_OBJECTIVE_
List every line of the items below that contains the string "ball". Case counts.

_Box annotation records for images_
=-=-=-=-=

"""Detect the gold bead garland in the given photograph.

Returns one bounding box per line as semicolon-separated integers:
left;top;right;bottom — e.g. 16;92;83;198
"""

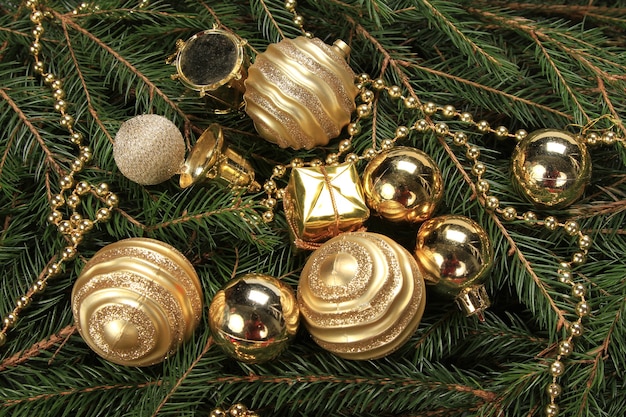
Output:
263;69;625;417
0;0;118;346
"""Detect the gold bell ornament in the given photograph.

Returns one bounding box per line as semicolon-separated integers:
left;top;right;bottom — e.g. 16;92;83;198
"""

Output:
244;36;358;149
72;238;203;366
113;114;260;191
209;274;300;363
283;163;369;249
363;146;443;223
168;27;250;113
511;129;591;208
414;215;494;321
297;232;426;360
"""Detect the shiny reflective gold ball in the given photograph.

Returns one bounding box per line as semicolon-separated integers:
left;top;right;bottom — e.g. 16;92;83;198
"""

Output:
209;274;300;363
72;238;202;366
363;147;443;222
414;215;494;314
298;232;426;360
244;36;358;149
511;129;591;207
113;114;185;185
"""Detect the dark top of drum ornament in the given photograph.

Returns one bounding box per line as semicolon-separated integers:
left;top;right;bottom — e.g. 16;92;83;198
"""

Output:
180;33;238;85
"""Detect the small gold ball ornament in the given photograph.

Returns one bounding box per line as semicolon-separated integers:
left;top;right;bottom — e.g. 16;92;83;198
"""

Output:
209;274;300;363
244;36;358;149
415;215;494;320
363;146;443;223
298;232;426;360
113;114;185;185
512;129;591;208
72;238;203;366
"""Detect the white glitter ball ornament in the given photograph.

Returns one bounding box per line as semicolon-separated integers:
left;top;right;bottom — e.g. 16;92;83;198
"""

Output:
113;114;185;185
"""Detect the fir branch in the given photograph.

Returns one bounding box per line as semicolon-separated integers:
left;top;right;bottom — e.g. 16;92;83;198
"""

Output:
0;325;76;372
46;10;191;133
0;88;67;176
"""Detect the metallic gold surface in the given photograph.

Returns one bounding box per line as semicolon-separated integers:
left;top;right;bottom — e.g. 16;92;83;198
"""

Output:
180;123;261;191
173;28;249;113
363;146;443;223
113;114;185;185
209;274;300;363
415;215;493;317
297;232;426;360
72;238;202;366
283;163;369;245
244;36;358;149
512;129;591;207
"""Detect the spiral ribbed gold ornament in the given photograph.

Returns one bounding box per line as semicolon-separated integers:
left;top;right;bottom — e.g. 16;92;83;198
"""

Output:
72;238;203;366
244;36;358;149
298;232;426;360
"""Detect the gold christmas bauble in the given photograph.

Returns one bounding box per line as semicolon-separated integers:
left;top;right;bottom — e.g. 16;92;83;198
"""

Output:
363;146;443;222
113;114;185;185
244;36;358;149
72;238;202;366
512;129;591;207
298;232;426;360
415;215;494;317
209;274;300;363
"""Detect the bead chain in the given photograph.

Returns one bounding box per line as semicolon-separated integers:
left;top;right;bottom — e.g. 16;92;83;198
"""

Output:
0;0;118;346
263;67;624;417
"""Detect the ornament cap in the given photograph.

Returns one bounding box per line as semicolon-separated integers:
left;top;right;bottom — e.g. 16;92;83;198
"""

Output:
180;123;261;191
456;284;491;321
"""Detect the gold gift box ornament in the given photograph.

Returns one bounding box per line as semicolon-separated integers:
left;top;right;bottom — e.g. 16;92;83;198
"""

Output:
283;163;370;249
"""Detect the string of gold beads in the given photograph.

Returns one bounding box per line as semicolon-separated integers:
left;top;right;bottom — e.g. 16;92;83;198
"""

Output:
0;0;118;346
285;0;314;39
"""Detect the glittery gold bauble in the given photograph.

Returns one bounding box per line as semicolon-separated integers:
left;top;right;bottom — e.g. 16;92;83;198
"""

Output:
209;274;300;363
283;163;369;249
415;215;493;318
244;36;358;149
113;114;185;185
363;146;443;222
512;129;591;207
298;232;426;360
72;238;202;366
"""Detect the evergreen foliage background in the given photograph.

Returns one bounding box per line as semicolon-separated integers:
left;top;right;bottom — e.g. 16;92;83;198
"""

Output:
0;0;626;417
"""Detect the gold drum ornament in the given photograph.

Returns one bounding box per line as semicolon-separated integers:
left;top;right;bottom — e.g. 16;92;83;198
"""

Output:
172;28;250;113
244;36;358;149
72;238;203;366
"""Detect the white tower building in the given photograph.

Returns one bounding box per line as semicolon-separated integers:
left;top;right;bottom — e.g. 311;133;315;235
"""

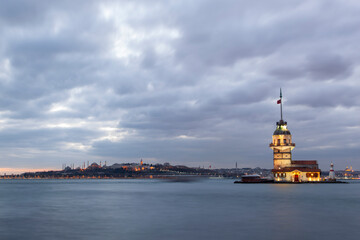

=-=-=-=-=

_OUTPUT FOR THIS EXERCISE_
"""Detect the shiny reflective gold ball in the given photograph.
"""Detect the small gold ball ornament in the given photograph.
"""Detect the white glitter ball ornament in the given photograph.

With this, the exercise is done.